## Selected excerpt

Created 06-06-2018 09:01 AM
My Requirement is as soon as source put the files my spark job should get triggered out and process the files.
Currently i am thinking to do like below.
1. Source will push the files in local directory /temp/abc
2. NiFi ListFiles and fetchFile will take care of ingestion of those files into HDFS.
3. On success relationship of putHDFS thinking to setup executeStreamCommand.
Could you please suggest is there any best approach to do it? what will be the configuration for executeStreamCommand?
Thanks in advance,
R
Created on 06-06-2018 10:14 AM - edited 08-17-2019 08:11 PM
Once you ingest the files into HDFS then only you need to trigger the spark application then using ExecuteStreamCommand processor would be the correct approach as this processor accepts incoming connection and triggers spark applications.
if you are having more than one file that you are storing into HDFS then it would be better to use MergeContent processor after PutHDFS processor.
Configure the MergeContent processor to wait for minimum number of entries (or) by using Max Bin Age..etc property because if you connect Success relation from PutHDFS to ExecuteStreamCommand processor as soon as first file written to HDFS then application is going to be triggered from NiFi we are not waiting for all the files stored into HDFS directory.
Triggering shell script using ExecuteStreamCommand processor configs:
Created 06-06-2018 01:40 PM
@Shu thanks for your answer,i have one doubt about your answer the command argument should not take the shell script as input instead of that we should have shell script in command path which is tried and tested.
Created on 06-06-2018 04:02 PM - edited 08-17-2019 08:11 PM
It depends on how your bashrc file is configured, if your path variable in bashrc file having the directory path that your script is in.
Then you don't need to specify bash in command path argument
Created 06-12-2018 11:25 AM
Does the answer helpful to resolve your issue..!!
Take a moment to Log in and Click on Accept button below to accept the answer, That would be great help to Community users to find solution quickly for these kind of issues and close this thread.
Created 06-06-2018 07:53 PM
@RAUI Another option is to build a spark-streaming application that pulls those files directly from hdfs and process them.
https://spark.apache.org/docs/latest/streaming-programming-guide.html#file-streams
HTH

## Dataset content

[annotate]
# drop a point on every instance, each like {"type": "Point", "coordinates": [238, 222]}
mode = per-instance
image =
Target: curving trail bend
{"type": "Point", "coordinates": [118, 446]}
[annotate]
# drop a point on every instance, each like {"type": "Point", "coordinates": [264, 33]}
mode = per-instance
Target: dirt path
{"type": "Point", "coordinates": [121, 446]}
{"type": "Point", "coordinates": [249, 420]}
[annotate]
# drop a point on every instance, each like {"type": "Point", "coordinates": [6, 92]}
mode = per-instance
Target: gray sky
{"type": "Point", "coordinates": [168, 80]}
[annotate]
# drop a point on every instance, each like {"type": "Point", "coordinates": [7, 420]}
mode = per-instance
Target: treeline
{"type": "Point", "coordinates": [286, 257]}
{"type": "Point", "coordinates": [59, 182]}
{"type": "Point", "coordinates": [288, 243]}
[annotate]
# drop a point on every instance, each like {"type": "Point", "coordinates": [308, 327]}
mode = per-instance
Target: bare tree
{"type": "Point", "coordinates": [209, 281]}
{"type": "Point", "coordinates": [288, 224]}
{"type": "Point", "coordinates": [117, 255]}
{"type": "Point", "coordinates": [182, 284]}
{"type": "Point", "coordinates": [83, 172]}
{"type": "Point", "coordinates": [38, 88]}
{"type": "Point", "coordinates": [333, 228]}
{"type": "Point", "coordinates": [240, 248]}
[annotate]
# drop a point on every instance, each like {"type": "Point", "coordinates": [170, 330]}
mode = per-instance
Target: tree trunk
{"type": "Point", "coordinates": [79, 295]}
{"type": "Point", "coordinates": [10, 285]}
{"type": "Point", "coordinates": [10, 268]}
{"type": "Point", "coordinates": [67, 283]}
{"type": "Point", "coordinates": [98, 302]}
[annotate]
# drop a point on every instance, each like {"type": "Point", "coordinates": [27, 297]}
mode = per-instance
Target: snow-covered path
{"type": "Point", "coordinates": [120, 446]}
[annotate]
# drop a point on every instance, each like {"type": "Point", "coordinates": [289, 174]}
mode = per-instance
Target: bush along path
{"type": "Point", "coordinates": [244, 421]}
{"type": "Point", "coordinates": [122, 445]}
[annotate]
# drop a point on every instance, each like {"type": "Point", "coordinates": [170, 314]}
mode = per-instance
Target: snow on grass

## Your tasks
A: Answer these questions from the forum thread on triggering a Spark job after NiFi ingestion:
(i) Into which local directory will the source push the files?
(ii) Which processor is recommended after the PutHDFS processor when more than one file is being stored into HDFS?
(iii) What kind of application is suggested as another option for pulling the files directly from HDFS?
B: How many lines of the records contain the string "snow", with case counting? Reply with the number only.

## Solutions
A:
(i) /temp/abc
(ii) MergeContent
(iii) A spark-streaming application

B: 2